::: SUPPLIED MATERIAL
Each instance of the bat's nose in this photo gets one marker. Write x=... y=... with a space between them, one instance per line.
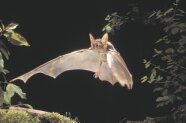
x=129 y=85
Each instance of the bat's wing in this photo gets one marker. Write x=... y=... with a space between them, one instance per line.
x=119 y=69
x=85 y=59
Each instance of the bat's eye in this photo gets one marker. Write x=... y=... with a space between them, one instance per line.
x=96 y=45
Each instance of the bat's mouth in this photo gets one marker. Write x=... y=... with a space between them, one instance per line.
x=99 y=45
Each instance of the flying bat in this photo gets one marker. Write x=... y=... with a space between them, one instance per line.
x=101 y=58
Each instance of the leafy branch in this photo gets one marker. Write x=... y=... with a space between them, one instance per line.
x=8 y=90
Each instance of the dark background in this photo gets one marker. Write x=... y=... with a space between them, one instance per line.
x=56 y=27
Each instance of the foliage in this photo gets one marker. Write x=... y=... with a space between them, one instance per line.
x=169 y=59
x=166 y=69
x=7 y=90
x=18 y=116
x=114 y=21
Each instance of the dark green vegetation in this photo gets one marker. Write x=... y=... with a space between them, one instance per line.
x=166 y=69
x=8 y=90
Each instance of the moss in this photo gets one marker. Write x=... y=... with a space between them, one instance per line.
x=16 y=116
x=56 y=118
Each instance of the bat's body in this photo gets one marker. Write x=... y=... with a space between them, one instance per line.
x=101 y=58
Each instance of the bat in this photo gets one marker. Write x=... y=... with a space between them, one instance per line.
x=101 y=58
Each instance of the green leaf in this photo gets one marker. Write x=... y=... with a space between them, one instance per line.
x=147 y=64
x=4 y=50
x=11 y=26
x=11 y=89
x=1 y=96
x=15 y=38
x=7 y=98
x=144 y=79
x=1 y=62
x=2 y=27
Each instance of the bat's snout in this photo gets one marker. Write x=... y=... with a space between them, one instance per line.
x=129 y=85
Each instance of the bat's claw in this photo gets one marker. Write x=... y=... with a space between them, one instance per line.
x=96 y=75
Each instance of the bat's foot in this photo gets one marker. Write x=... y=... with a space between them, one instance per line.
x=96 y=75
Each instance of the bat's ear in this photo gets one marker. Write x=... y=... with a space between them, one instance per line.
x=104 y=39
x=92 y=40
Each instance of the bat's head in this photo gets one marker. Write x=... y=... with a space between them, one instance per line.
x=99 y=43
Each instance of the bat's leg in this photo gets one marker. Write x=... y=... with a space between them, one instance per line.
x=96 y=75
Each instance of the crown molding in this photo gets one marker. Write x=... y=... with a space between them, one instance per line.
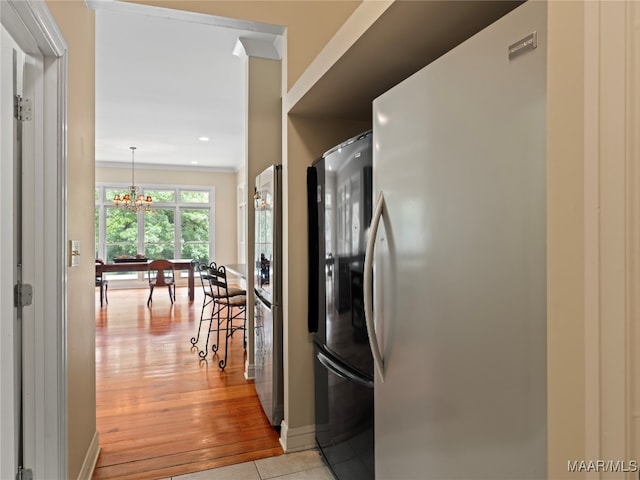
x=155 y=166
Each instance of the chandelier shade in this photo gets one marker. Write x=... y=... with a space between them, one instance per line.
x=133 y=200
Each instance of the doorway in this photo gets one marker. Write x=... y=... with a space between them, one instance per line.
x=33 y=109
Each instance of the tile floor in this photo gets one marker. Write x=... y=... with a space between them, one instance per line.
x=306 y=465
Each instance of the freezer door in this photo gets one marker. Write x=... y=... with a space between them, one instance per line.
x=459 y=269
x=268 y=358
x=344 y=417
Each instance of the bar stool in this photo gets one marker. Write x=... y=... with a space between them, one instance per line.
x=211 y=292
x=229 y=307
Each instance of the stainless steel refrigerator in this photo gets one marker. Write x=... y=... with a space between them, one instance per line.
x=339 y=206
x=458 y=261
x=268 y=293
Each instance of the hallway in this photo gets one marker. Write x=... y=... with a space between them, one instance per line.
x=160 y=411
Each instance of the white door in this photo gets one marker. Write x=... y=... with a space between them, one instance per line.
x=17 y=368
x=33 y=219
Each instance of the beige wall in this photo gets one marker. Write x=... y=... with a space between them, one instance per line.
x=565 y=234
x=77 y=25
x=226 y=233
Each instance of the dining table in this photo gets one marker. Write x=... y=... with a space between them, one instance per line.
x=143 y=265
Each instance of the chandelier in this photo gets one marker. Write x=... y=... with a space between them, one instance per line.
::::::
• [WHAT THE TASK REQUIRES] Without changing a single word, set down all of the material again and leave out its pictures.

• [ANSWER]
Each instance of the bat's nose in this photo gets one marker. Write x=... y=... with a space between them, one instance per line.
x=129 y=85
Each instance of the bat's wing in this photo gets one marker. Write x=... y=... with a space between them, one instance per line.
x=119 y=69
x=85 y=59
Each instance of the bat's eye in this photo gets one marker. Write x=... y=... with a space between them, one instance per line.
x=96 y=45
Each instance of the bat's mouth in this photo gets one marker. Write x=... y=... with a space between them, one instance per line.
x=99 y=45
Each instance of the flying bat in this photo gets one marker. Write x=... y=... with a space between them, one instance per line.
x=101 y=58
Each instance of the leafy branch in this photo gets one marker. Write x=... y=... with a space between them, one instance per line.
x=8 y=90
Each instance of the dark background in this photo gets one marker. Write x=... y=... with a space between them, one instance per line.
x=56 y=27
Each instance of the foliage in this photo gets one marker. Write x=... y=... with a space between them, one instance per line.
x=169 y=59
x=166 y=69
x=7 y=90
x=18 y=116
x=114 y=21
Each instance of the dark green vegetation in this photo gets one marker. Write x=... y=... with a space between them, one instance per line.
x=166 y=69
x=8 y=90
Each instance of the moss in this photo gets one marker. Write x=... y=... with a space between them, one instance per line.
x=16 y=116
x=56 y=118
Each instance of the bat's body in this photo gets one marker. Write x=... y=... with a space between them, one instance per line.
x=101 y=58
Each instance of the bat in this photo gets one marker. Write x=... y=... with a space between them, one instance per line.
x=101 y=58
Each instance of the green leaf in this photo gets one marker. Write x=... y=... with a space between them, one instance per line.
x=147 y=64
x=4 y=50
x=11 y=26
x=11 y=89
x=1 y=96
x=15 y=38
x=7 y=98
x=144 y=79
x=1 y=62
x=2 y=27
Each instance of the bat's snout in this photo gets one marker. Write x=... y=... with a space between them, one instance per line.
x=129 y=85
Each instance of the bat's claw in this photo gets one marker. Write x=... y=... with a space between them, one instance per line.
x=96 y=75
Each instance of the bat's foot in this photo gets one marker. Write x=... y=... with a space between them, one instance per line.
x=96 y=75
Each instance of the bat's ear in this photo gets one marker. Write x=... y=... with a space between them, one instance per line.
x=104 y=39
x=92 y=40
Each instance of the bat's head in this photo gets one marker. Write x=... y=... with a space between them, one instance per line.
x=99 y=43
Each instance of the bat's leg in this photo gets one marker. Write x=... y=... with a space between them, one instance per line.
x=96 y=75
Each instance of the crown molding in this photo gets one marker. Write x=... y=... with a space between them, one instance per line.
x=155 y=166
Each instance of the chandelier shade in this photo gets one marker. Write x=... y=... with a space between them, one instance per line.
x=133 y=200
Each instance of the doorway in this photo gets one marker. Write x=... y=... with a space between them, one instance per line.
x=33 y=109
Each instance of the tile floor in this photo gets one marker. Write x=... y=... with a space between them, one instance per line.
x=306 y=465
Each instance of the freezer door in this photo gets one marker. Write x=... y=... with a space between them, one instance per line.
x=459 y=269
x=268 y=358
x=344 y=417
Each instance of the bar stool in this photo gets one marker. Write x=... y=... with a space between them, one instance per line.
x=211 y=292
x=229 y=307
Each instance of the stainless steel refrigerator in this photo gets one marker. Write x=... y=... with a space between them, one instance per line.
x=339 y=206
x=458 y=261
x=268 y=293
Each instance of the hallway in this photo gets one marker. Write x=... y=... with a space between them, one instance per line.
x=160 y=411
Each instance of the white door in this photo gets one marker. Write x=... y=... with a space between them, one instance per line.
x=17 y=368
x=33 y=219
Each instance of the beige wall in this photo gets one marker. Write x=... y=... with a space between them, one instance per line.
x=565 y=234
x=77 y=25
x=226 y=233
Each instance of the dining table in this photo gets one marker. Write x=... y=... with a space between them, one instance per line.
x=143 y=265
Each instance of the chandelier in this photo gets one marker. Write x=... y=... with a space between them, one instance per line.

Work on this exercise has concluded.